**DOCUMENT:**
Although Database Engine provides all information required to identify plan choice regressions; continuousmonitoring and fixing performance issues might be a tedious process. Automatic tuning makes this process much easier.
Note
Data in the sys.dm_db_tuning_recommendations DMV is not persisted between restarts of the SQL Server instance.
Automatic index management
In Azure SQL Database, index management is easy because Azure SQL Database learns about your workload and ensures that your data is always optimally indexed. Proper index design is crucial for optimal performance of your workload, and automatic index management can help you optimize your indexes. Automatic index management can either fix performance issues in incorrectly indexed databases, or maintain and improve indexes on the existing database schema. Automatic tuning in Azure SQL Database performs the following actions:
- Identifies indexes that could improve performance of your Transact-SQL queries that read data from the tables.
- Identifies the redundant indexes or indexes that were not used in longer period of time that could be removed. Removing unnecessary indexes improves performance of the queries that update data in tables.
Why do you need index management?
Indexes speed up some of your queries that read data from the tables; however, they can slow down the queries that update data. You need to carefully analyze when to create an index and what columns you need to include in the index. Some indexes might not be needed after some time. Therefore, you would need to periodically identify and drop the indexes that do not bring any benefits. If you ignore the unused indexes, performance of the queries that update data would be decreased without any benefit on the queries that read data. Unused indexes also affect overall performance of the system because additional updates require unnecessary logging.
Finding the optimal set of indexes that improve performance of the queries that read data from your tables and have minimal impact on updates might require continuous and complex analysis.
Azure SQL Database uses built-in intelligence and advanced rules that analyze your queries, identify indexes that would be optimal for your current workloads, and the indexes might be removed. Azure SQL Database ensures that you have a minimal necessary set of indexes that optimize the queries that read data, with the minimized impact on the other queries.

**REQUIRED WORK:**
1. According to the passage on automatic tuning, what happens to data in the sys.dm_db_tuning_recommendations DMV when the SQL Server instance restarts?
2. Reproduce word for word the stretch of the passage on automatic tuning from "Azure SQL Database uses" through "the other queries.".
The entries after the passage on automatic tuning aren't needed.

**DATA LINES:**
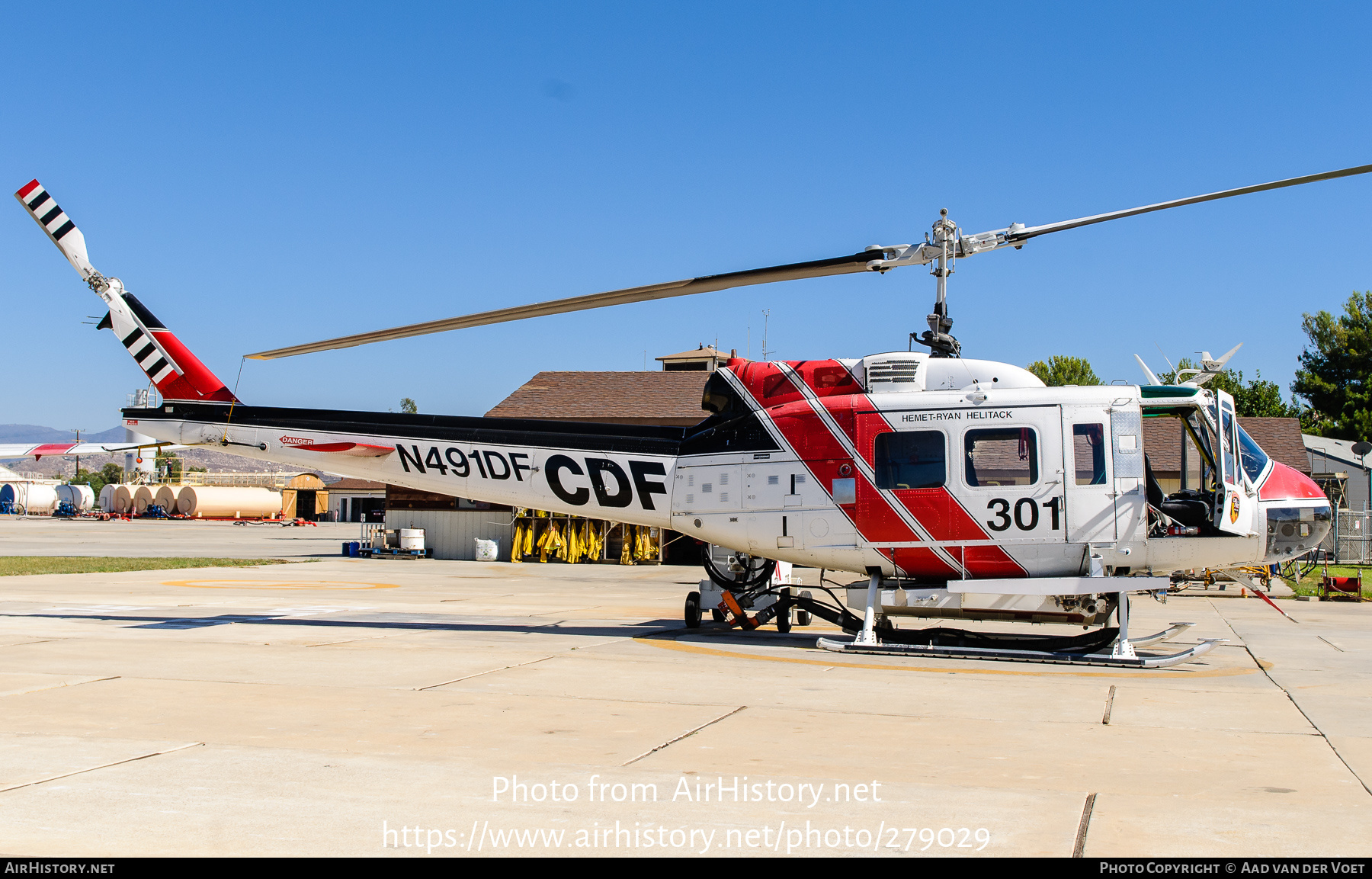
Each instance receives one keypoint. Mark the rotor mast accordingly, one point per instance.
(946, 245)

==

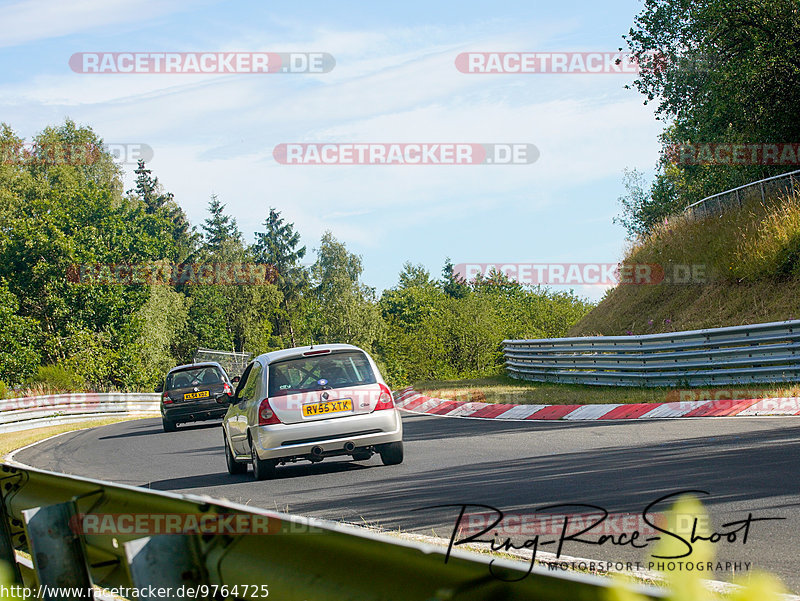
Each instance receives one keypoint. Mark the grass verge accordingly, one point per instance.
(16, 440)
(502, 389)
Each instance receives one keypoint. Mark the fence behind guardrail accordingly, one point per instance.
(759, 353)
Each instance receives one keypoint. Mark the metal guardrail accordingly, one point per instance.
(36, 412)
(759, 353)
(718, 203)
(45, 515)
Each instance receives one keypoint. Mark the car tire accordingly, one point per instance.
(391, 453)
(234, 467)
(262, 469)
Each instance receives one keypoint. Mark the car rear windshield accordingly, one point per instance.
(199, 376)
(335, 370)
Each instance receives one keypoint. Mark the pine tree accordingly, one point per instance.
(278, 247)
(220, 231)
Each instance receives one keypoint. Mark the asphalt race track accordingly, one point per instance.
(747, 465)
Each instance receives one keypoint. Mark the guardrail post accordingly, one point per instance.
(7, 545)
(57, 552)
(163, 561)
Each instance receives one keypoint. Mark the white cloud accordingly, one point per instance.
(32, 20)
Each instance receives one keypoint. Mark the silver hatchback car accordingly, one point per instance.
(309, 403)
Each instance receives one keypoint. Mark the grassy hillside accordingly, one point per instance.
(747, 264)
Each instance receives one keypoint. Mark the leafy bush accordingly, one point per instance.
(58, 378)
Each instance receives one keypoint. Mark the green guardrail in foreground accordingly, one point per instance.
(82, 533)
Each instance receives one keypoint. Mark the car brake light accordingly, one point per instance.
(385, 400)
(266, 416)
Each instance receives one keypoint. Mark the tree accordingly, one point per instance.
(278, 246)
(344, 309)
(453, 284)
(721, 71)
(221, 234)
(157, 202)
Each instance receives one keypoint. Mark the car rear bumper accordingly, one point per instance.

**TASK ANSWERS:**
1. The data is not persisted between restarts of the SQL Server instance.

2.
Azure SQL Database uses built-in intelligence and advanced rules that analyze your queries, identify indexes that would be optimal for your current workloads, and the indexes might be removed. Azure SQL Database ensures that you have a minimal necessary set of indexes that optimize the queries that read data, with the minimized impact on the other queries.